Zu erledigen:
1. Beantworte anhand des Texts über klimaneutrale Produkte die folgenden Fragen:
(a) Bis in welches Jahr reicht die Geschichte des genannten Familienbetriebs zurück?
(b) Was hat Port International nach Aussage von Mike Port in den 1990er-Jahren in Deutschland eingeführt?
(c) Für welche Organisation spricht Rolf Buschmann?
2. Welche Produkte nennt der Text über klimaneutrale Produkte als Beispiele, deren „Lebensweg“ mit Klimaauswirkungen verbunden ist? Führe alle auf.
3. Schreibe den Text über klimaneutrale Produkte im Anschluss an seinen letzten Satz weiter.

Ausgewählter Abschnitt:
#####

Schon 2016 gab es angeblich klimaneutrale Erdbeeren
Einer der Vorreiter auf dieser Welle ist ein Familienbetrieb, dessen Geschichte bis in das Jahr 1875 zurückreicht: Der Hammerbrooker Fruchtgroßhändler Port International begann schon 2016 mit klimaneutralen Erdbeeren, inzwischen sind unter anderem auch Bananen aus Südamerika hinzugekommen. Das Unternehmen versteht sich als Pionier in Sachen Nachhaltigkeit: „Wir haben in den 1990er-Jahren den fairen Handel und Bio-Bananen in Deutschland eingeführt“, sagt Geschäftsführer Mike Port.
Eines aber steht für Klimaschützer außer Frage: „Es gibt eigentlich kein Produkt, das nicht dazu beiträgt, klimaschädliche Gase zu emittieren“, sagt Rolf Buschmann vom Bund für Umwelt und Naturschutz Deutschland (BUND). Praktisch jeder Abschnitt im „Lebensweg“ einer Banane, eines Duschgels oder eines Müllbeutels ist mit Klimaauswirkungen verbunden – bis hin zu den Arbeitswegen der Beschäftigten.

#####

Aufgeführte Einträge:

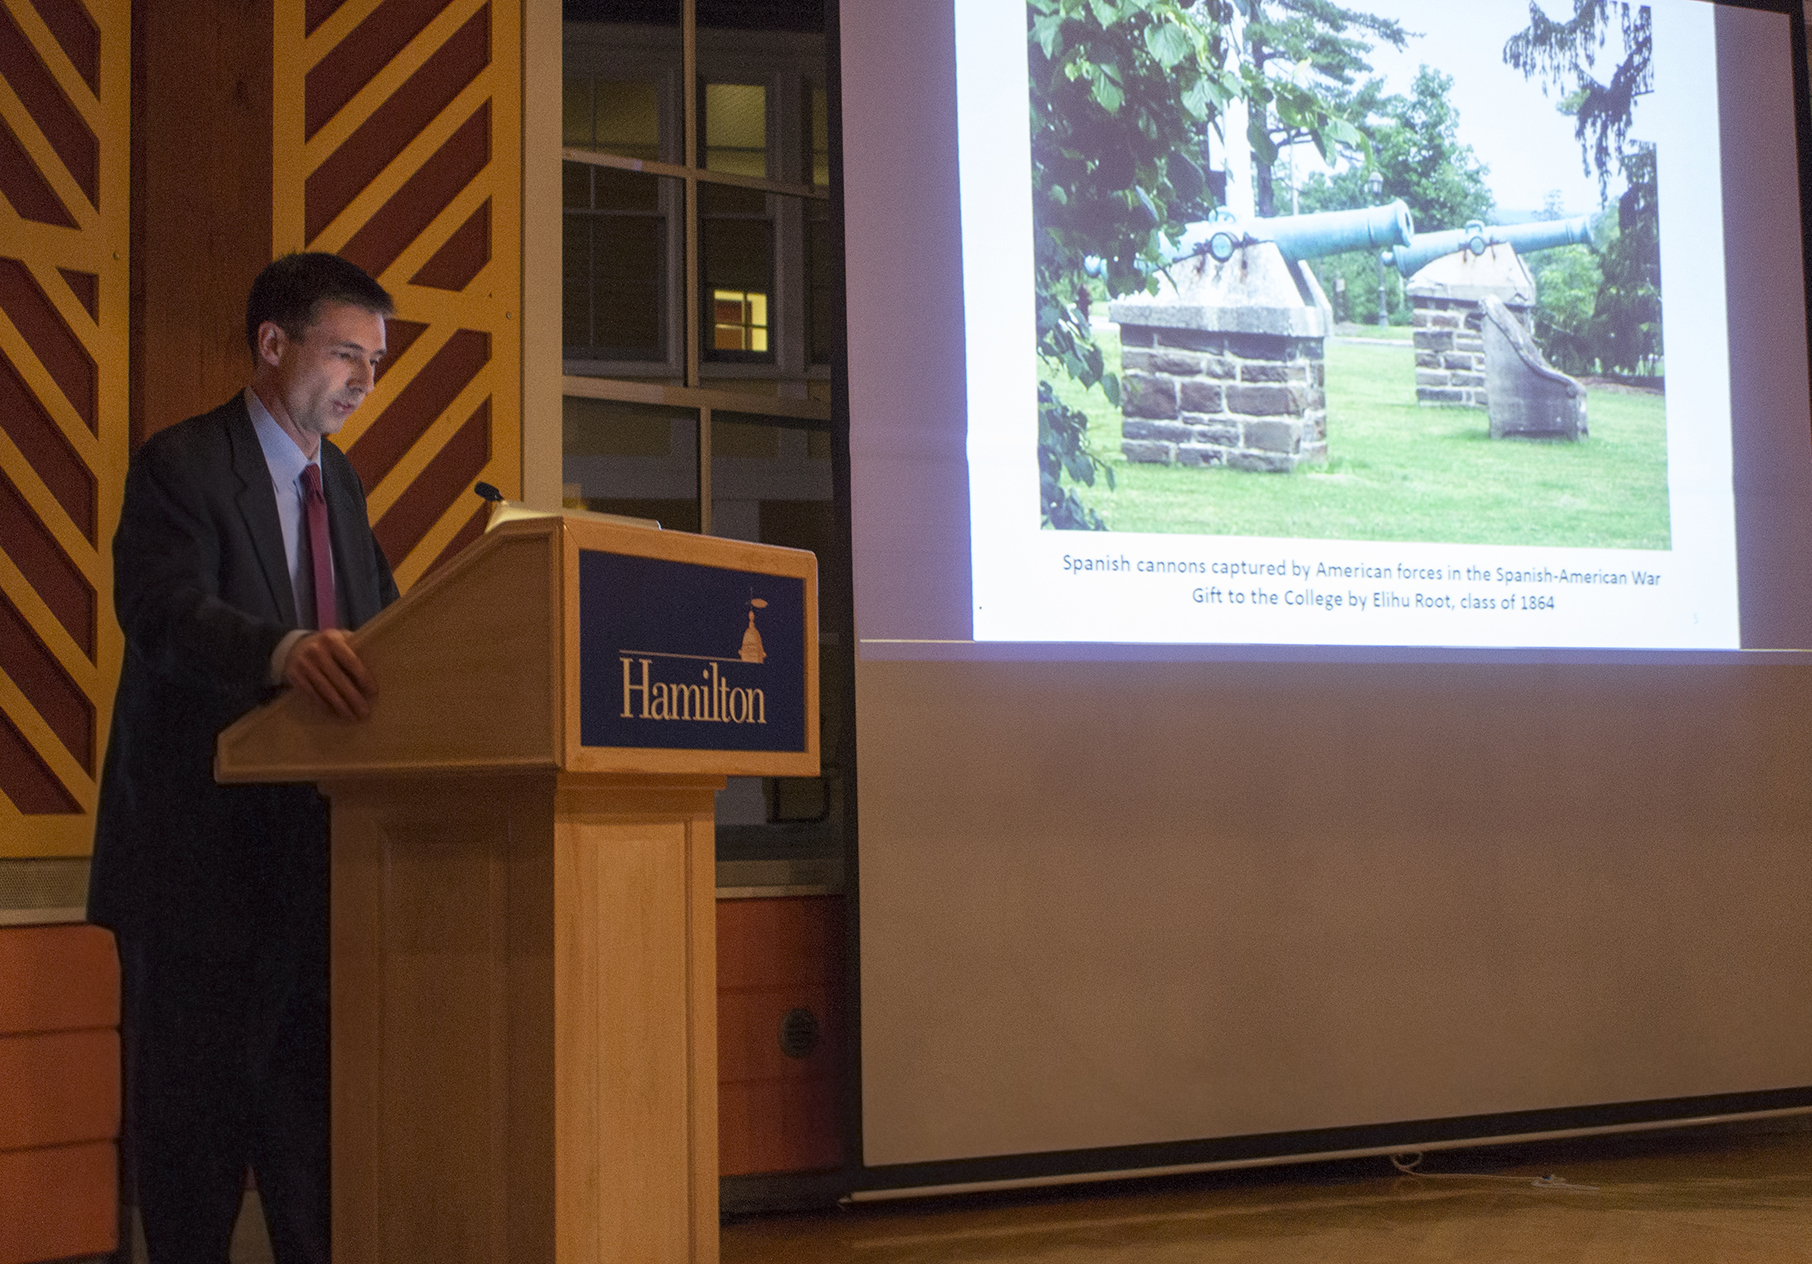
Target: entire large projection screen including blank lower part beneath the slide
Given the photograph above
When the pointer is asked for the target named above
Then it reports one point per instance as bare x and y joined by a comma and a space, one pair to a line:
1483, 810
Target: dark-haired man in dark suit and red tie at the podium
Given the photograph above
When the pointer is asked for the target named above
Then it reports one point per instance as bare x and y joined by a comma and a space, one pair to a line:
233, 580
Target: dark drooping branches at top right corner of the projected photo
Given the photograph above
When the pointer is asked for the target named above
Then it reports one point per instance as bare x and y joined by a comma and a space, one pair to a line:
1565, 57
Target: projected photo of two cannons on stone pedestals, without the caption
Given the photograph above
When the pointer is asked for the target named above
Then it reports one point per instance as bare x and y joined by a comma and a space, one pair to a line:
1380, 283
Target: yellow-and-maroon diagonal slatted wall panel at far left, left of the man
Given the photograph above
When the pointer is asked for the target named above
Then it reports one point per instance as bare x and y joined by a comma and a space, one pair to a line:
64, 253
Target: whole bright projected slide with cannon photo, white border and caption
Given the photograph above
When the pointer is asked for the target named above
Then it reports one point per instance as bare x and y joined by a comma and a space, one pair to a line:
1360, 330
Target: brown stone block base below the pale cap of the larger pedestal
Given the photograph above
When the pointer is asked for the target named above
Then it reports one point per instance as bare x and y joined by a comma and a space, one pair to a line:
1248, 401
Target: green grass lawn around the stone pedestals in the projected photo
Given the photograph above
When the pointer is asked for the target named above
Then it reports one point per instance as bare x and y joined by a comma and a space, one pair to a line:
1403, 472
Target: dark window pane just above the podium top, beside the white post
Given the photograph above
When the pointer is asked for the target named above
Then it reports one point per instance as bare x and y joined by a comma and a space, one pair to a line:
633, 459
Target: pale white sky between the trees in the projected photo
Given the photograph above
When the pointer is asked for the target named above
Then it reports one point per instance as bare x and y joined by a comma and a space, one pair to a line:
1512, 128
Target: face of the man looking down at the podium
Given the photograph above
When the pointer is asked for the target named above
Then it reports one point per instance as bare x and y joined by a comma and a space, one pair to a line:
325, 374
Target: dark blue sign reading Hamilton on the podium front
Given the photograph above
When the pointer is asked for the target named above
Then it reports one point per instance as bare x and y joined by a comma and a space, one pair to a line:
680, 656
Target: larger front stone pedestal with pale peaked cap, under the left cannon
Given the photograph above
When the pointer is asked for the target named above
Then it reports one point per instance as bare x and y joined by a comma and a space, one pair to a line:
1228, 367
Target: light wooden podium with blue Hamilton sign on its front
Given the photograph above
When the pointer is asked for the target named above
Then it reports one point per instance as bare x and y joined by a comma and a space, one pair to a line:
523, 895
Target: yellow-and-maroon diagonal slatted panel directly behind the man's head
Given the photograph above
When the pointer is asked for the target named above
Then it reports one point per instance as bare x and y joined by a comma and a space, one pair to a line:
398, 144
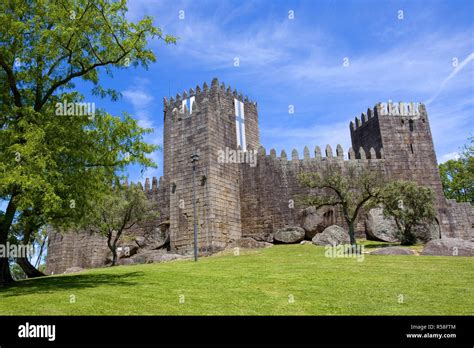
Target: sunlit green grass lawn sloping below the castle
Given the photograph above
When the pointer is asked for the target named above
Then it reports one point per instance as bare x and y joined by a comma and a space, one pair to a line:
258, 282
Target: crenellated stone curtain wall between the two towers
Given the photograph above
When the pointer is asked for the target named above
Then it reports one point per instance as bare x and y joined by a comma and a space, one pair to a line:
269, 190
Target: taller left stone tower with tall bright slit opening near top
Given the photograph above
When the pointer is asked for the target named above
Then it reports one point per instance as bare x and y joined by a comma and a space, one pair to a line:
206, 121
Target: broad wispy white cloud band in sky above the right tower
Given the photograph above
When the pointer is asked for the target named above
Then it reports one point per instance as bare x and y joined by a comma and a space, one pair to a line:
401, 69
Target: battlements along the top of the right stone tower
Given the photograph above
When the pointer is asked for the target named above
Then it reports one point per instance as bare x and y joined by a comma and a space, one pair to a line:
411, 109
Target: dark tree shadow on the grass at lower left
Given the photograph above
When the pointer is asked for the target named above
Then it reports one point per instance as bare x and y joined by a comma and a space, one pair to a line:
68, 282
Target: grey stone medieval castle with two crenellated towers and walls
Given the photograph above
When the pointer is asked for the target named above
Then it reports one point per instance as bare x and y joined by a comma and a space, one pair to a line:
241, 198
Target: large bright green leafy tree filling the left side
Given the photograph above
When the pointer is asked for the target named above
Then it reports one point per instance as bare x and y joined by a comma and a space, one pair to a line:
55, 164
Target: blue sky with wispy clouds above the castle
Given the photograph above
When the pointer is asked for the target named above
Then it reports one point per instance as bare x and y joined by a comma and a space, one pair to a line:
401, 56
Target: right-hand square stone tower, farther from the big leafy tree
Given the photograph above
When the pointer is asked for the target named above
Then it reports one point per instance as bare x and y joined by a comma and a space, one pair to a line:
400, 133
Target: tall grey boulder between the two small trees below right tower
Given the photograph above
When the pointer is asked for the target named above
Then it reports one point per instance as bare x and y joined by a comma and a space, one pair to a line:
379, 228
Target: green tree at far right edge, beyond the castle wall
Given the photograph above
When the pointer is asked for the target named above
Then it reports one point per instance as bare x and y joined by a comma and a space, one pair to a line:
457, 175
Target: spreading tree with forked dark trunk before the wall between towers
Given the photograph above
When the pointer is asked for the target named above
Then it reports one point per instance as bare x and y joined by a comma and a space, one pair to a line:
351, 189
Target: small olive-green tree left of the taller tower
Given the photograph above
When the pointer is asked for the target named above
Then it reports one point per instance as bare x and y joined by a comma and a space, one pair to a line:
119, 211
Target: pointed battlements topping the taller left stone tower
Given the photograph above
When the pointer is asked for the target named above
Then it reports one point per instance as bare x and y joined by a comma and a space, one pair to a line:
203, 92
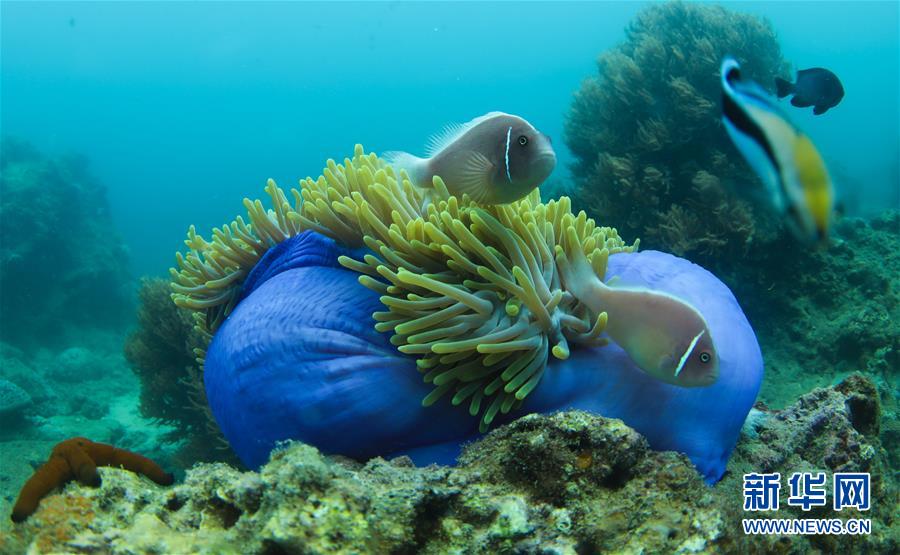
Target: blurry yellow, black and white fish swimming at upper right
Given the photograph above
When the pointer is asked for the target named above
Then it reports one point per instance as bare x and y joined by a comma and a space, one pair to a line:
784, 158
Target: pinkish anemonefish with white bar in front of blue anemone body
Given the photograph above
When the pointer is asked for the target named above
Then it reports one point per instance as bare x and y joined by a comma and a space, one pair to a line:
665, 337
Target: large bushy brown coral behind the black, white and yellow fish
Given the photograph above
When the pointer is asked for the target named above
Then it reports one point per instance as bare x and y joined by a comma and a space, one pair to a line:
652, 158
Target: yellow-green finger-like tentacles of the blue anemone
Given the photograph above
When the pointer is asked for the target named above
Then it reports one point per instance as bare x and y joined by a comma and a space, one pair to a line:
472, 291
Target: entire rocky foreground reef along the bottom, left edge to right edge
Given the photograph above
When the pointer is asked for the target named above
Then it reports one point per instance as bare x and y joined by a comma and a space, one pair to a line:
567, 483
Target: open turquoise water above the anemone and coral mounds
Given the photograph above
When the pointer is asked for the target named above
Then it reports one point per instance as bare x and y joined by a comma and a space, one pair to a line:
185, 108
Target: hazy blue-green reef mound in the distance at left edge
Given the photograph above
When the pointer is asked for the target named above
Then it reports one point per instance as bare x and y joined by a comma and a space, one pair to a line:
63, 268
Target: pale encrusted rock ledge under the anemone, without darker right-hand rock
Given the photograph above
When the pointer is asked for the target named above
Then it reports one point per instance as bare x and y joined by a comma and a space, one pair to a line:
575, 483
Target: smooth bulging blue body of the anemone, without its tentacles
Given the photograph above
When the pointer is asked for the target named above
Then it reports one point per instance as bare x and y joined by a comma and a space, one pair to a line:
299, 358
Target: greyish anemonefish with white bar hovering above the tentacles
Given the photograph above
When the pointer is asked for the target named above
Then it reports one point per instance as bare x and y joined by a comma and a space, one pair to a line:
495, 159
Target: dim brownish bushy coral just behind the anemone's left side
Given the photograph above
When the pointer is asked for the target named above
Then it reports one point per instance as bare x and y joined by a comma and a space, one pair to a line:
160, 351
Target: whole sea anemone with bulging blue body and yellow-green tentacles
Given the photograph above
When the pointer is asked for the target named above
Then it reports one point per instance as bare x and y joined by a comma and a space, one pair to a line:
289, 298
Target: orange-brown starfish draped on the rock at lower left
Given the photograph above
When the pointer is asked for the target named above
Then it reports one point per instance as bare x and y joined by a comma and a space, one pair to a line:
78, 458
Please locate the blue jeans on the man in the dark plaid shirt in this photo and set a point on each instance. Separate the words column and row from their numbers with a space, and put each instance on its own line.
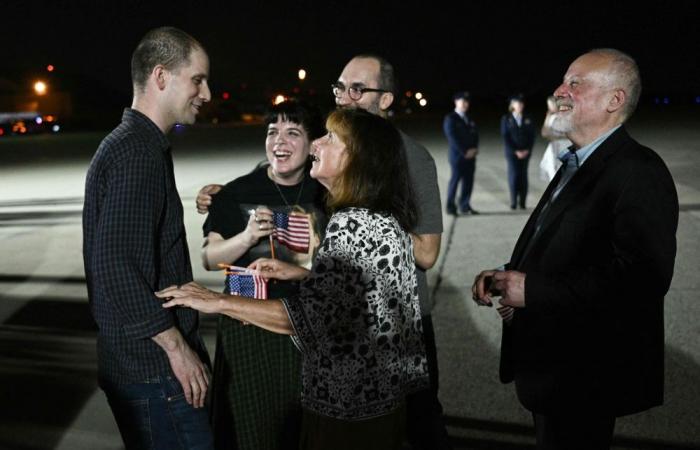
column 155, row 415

#####

Antworten je Punkt:
1.
(a) 1875
(b) Den fairen Handel und Bio-Bananen
(c) Für den Bund für Umwelt und Naturschutz Deutschland (BUND)

2. Banane, Duschgel, Müllbeutel

3.
Angebliche Klimaneutralität beruht auf der sogenannten CO-Kompensation
Alle der genannten Produkte haben daher eines gemeinsam: Ihre angebliche Klimaneutralität beruht letztlich auf der sogenannten CO2-Kompensation. Das funktioniert so: Zunächst muss sich der Hersteller oder eine von ihm beauftragte Agentur für Klimazertifikation daranmachen, den durch das Produkt verursachten CO2-Ausstoß zu ermitteln.
„Es hat ein Jahr gedauert, die Daten zu erheben, weil wir nicht auf Durchschnittswerte aus Datenbanken zurückgegriffen haben, sondern im Detail nachgefragt haben, ob die Plantagenarbeiter in Ecuador mit dem Fahrrad oder mit dem Bus zur Arbeit kommen“, sagt Mike Port. Im nächsten Schritt wählt man ein Klimaschutzprojekt aus, das irgendwo auf der Welt – meist in Schwellen- oder Entwicklungsländern – dazu beitragen soll, die CO2-Emissionen zu mindern.
Wasserfilter für Dorfbewohner
Manche dieser Projekte finanzieren Solar- oder Kleinbiogasanlagen, andere kaufen Wasserfilter für Dorfbewohner, damit diese kein Brennholz für das Abkochen des Wassers mehr benötigen, in vielen Fällen geht es um die Wiederaufforstung von Regenwaldflächen. Der Preis, den die Agenturen pro Tonne des „eingesparten“ Klimagases CO2 ansetzen, fällt sehr unterschiedlich hoch aus.
Er orientiert sich an den jeweiligen Kosten des Projekts, aber auch am Marktpreis der sogenannten CO2-„Emissionsrechte“, die an Börsen gehandelt werden und sich seit Jahresanfang 2020 von rund 25 Euro pro Tonne auf deutlich mehr als 40 Euro verteuert haben.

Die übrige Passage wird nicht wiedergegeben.